(YOUR GOAL)
Transcribe each record exactly as it appears.

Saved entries
══════

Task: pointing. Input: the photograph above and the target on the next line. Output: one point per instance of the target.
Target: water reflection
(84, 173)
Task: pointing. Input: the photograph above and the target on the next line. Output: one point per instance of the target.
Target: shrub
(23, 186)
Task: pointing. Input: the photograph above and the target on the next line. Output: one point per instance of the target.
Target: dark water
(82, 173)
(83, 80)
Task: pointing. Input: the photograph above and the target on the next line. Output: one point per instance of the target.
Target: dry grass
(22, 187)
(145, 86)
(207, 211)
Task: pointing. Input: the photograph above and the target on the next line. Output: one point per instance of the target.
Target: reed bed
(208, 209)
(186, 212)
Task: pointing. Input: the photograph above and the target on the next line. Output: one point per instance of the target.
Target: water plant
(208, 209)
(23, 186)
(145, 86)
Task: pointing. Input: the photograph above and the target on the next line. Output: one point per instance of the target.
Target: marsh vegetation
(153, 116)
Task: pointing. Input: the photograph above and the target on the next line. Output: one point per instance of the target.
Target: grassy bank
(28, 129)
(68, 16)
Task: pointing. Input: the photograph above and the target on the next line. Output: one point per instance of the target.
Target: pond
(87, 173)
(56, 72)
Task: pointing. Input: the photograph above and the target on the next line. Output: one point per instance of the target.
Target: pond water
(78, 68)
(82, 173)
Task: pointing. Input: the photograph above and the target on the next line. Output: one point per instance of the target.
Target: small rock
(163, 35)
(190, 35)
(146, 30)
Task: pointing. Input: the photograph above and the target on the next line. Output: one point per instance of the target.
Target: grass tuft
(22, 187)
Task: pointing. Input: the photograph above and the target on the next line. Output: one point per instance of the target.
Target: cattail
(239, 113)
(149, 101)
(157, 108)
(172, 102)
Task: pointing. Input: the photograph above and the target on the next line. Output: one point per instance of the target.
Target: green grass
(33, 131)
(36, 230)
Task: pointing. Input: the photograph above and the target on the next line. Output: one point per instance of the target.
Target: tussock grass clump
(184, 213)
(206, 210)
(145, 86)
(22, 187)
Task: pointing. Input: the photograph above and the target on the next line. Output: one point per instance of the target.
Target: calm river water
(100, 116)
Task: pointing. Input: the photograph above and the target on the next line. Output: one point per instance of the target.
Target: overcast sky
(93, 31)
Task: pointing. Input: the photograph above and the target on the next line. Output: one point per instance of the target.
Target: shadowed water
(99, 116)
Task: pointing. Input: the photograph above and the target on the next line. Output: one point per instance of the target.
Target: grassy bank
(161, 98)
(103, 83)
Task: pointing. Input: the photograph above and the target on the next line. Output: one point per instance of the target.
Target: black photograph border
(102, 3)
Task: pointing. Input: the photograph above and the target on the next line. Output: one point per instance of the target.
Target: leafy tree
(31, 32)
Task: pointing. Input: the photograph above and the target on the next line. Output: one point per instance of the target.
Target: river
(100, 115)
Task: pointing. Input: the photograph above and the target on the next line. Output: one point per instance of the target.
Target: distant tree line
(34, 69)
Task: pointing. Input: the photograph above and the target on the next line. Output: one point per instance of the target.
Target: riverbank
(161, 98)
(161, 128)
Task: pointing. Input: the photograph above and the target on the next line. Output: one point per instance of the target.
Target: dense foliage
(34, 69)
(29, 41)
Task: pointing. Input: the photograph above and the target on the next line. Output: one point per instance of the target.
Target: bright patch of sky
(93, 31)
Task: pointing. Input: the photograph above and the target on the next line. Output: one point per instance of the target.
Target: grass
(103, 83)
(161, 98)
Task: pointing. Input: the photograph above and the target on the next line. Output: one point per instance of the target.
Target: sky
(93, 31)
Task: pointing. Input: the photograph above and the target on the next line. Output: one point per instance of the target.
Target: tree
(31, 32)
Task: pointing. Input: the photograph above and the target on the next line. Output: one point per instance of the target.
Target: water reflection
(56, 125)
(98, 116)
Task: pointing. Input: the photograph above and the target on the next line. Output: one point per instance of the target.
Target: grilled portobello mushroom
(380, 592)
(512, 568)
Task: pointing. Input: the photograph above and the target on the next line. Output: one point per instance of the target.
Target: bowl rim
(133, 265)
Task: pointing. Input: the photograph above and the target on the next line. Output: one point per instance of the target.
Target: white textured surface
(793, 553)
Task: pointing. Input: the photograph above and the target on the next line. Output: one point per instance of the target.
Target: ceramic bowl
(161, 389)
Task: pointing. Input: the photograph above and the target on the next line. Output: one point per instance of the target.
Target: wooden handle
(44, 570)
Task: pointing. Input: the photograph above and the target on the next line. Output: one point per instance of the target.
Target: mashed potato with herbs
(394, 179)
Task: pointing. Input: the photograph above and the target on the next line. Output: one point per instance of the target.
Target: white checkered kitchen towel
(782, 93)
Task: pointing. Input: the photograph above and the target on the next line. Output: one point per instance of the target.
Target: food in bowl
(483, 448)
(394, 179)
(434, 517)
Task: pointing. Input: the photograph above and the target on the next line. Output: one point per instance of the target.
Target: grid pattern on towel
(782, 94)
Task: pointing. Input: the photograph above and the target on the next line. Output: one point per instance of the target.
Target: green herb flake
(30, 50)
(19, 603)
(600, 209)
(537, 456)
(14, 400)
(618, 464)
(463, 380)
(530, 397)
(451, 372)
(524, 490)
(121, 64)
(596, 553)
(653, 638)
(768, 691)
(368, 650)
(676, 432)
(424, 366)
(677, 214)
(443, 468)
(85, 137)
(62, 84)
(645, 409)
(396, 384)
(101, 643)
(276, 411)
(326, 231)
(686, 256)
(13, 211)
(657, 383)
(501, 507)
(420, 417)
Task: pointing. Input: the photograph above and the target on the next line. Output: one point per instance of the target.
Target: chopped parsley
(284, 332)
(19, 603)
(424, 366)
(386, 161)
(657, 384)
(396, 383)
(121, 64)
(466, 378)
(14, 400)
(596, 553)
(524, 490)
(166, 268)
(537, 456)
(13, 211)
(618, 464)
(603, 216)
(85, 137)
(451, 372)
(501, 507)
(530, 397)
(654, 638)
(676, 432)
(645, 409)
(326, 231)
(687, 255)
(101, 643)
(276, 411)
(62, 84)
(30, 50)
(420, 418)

══════

(RESPONSE)
Task: pointing. Input: the photograph above and the target on the next line. Output: one point per instance of the target.
Target: water reflection
(84, 173)
Task: pointing. Input: the photograph above and the target on the next line. Output: one point per instance of the target.
Target: shrub
(23, 186)
Task: pointing. Input: the photograph above and the target on the next line. Output: one point per instance of the target.
Target: dark water
(82, 173)
(83, 80)
Task: pointing. Input: the photograph above and the target on the next line. Output: one point per instance of the target.
Target: dry grass
(22, 187)
(145, 86)
(207, 211)
Task: pointing. Input: the photograph above and the target on the next line. Output: one point per instance of the target.
Target: reed bed
(208, 209)
(186, 212)
Task: pointing. Input: the photograph above and the target on the next line. Output: one point per instance of the target.
Target: water plant
(208, 209)
(23, 186)
(145, 86)
Task: pointing. Input: the photograph above and the target on the next line. Output: one point per instance of the target.
Target: marsh vegetation
(153, 116)
Task: pointing. Input: the photograph above and the target on the next line. Output: one point per instance of the target.
Target: grassy bank
(28, 129)
(68, 16)
Task: pointing. Input: the photograph above and the target on the next line. Output: one point per instance of the target.
Target: pond
(87, 173)
(56, 72)
Task: pointing. Input: the photograph above and the target on the next line. Output: one point per instance of the target.
Target: pond water
(78, 68)
(82, 173)
Task: pointing. Input: the photograph above and the target on the next line. Output: one point per instance of the target.
Target: small rock
(163, 35)
(190, 35)
(146, 30)
Task: pointing. Input: the photograph above and the target on the next line. Output: one point per instance of the target.
Target: grass tuft
(22, 187)
Task: pointing. Input: the photograph above and the target on the next line. Output: one point per instance of the target.
Target: cattail
(239, 113)
(149, 101)
(157, 108)
(172, 102)
Task: pointing. Input: the photograph above and the target on the next line. Output: one point per instance of the target.
Target: green grass
(33, 131)
(36, 230)
Task: pointing. Input: the photograph above and the target on the next line. Output: one point per instance of the target.
Target: tussock grass clump
(184, 213)
(206, 210)
(145, 86)
(22, 187)
Task: pointing. Input: the photograph above and the target on the next line. Output: one point per instance of the target.
Target: calm river water
(100, 116)
Task: pointing. Input: the photograph above and the target on the next line. Output: one point per instance of the target.
Target: overcast sky
(93, 31)
Task: pointing. Input: the photograph above and the target on the next line. Output: one point per instance of the target.
Target: shadowed water
(99, 116)
Task: pointing. Input: the photograph above and the target on the next line. Output: one point per instance of the target.
Target: grassy bank
(161, 98)
(103, 83)
Task: pointing. Input: the photograph above and the target on the next line. Output: one point per instance of the target.
Target: black photograph border
(102, 3)
Task: pointing. Input: the photograph above and the target on the next line. Output: one point per instance of the target.
Target: leafy tree
(31, 32)
Task: pointing. Input: the photograph above and the target on the next line. Output: one point per instance of the target.
Target: river
(100, 115)
Task: pointing. Input: the photograph above and the target on the next line. Output: one point per instance of the target.
Target: distant tree line
(34, 69)
Task: pointing. Input: the photograph above and the target on the next line. Output: one point per instance of the target.
Target: riverbank
(161, 98)
(161, 128)
Task: pointing. Input: the photograph above and the target on the next line. Output: one point per instance of the target.
Target: dense foliage
(34, 69)
(29, 41)
Task: pointing. Input: the photograph above and the target on the next line. Output: one point per instance of the target.
Target: bright patch of sky
(93, 31)
Task: pointing. Input: the photograph above and the target on the next line. Output: one point per instance of the target.
Target: grass
(103, 83)
(161, 98)
Task: pointing. Input: the photograph above and the target on the next line. Output: one point per instance of the target.
Target: sky
(93, 31)
Task: pointing. Input: the photograph above and the target on the next line. Output: one point per instance of the target.
Target: tree
(31, 32)
Task: pointing. Input: the photograph above and the target on the next line. Output: one point per instance of the target.
Target: water reflection
(56, 125)
(98, 116)
Task: pointing. Input: the photograph above and the target on the next line. Output: one point per instance of the target.
Target: grilled portobello mushroom
(380, 592)
(512, 568)
Task: pointing. Input: the photograph above and the target on the next line. Output: one point per instance of the target.
Target: bowl rim
(133, 265)
Task: pointing. Input: the photograph above and the target on the next line. Output: one point per instance of the target.
Target: white textured surface
(793, 553)
Task: pointing. Input: the photograph above and the target on the next line. Output: one point per instance of the target.
Target: ceramic bowl
(161, 389)
Task: pointing. Input: the photograph above and the target on the next line. Output: one point per instance of the target.
Target: wooden handle
(44, 570)
Task: pointing. Input: the photograph above and the target on the next line. Output: one point per instance of the target.
Target: mashed potato with herbs
(394, 179)
Task: pointing. Input: the photograph above and the target on the next line. Output: one point per instance of the target.
Target: white checkered kitchen towel
(782, 93)
Task: pointing. Input: the photograph above and the target on the next line. Output: one point per instance of the target.
Target: food in bowl
(483, 448)
(394, 179)
(434, 517)
Task: pointing. Input: the photograph above and the target on the next line. Output: one point per instance of the target.
Target: grid pattern on towel
(782, 94)
Task: pointing. Input: the photograph above and the target on the next line. Output: one point per instance of the target.
Target: green herb flake
(30, 50)
(19, 603)
(600, 209)
(537, 456)
(14, 400)
(618, 464)
(463, 380)
(530, 397)
(451, 372)
(524, 490)
(121, 64)
(596, 553)
(653, 638)
(768, 691)
(368, 650)
(676, 432)
(424, 366)
(677, 214)
(443, 468)
(85, 137)
(62, 84)
(645, 409)
(396, 384)
(101, 643)
(276, 411)
(326, 231)
(686, 256)
(13, 211)
(657, 383)
(501, 507)
(420, 417)
Task: pointing. Input: the photograph above and the target on the next line. Output: one point per instance of the target.
Target: chopped parsley
(284, 332)
(19, 603)
(424, 366)
(386, 161)
(657, 384)
(396, 383)
(121, 64)
(466, 378)
(14, 400)
(596, 553)
(524, 490)
(166, 268)
(537, 456)
(13, 211)
(618, 464)
(603, 216)
(85, 137)
(451, 372)
(501, 507)
(530, 397)
(654, 638)
(676, 432)
(645, 409)
(326, 231)
(687, 255)
(101, 643)
(276, 411)
(62, 84)
(30, 50)
(420, 418)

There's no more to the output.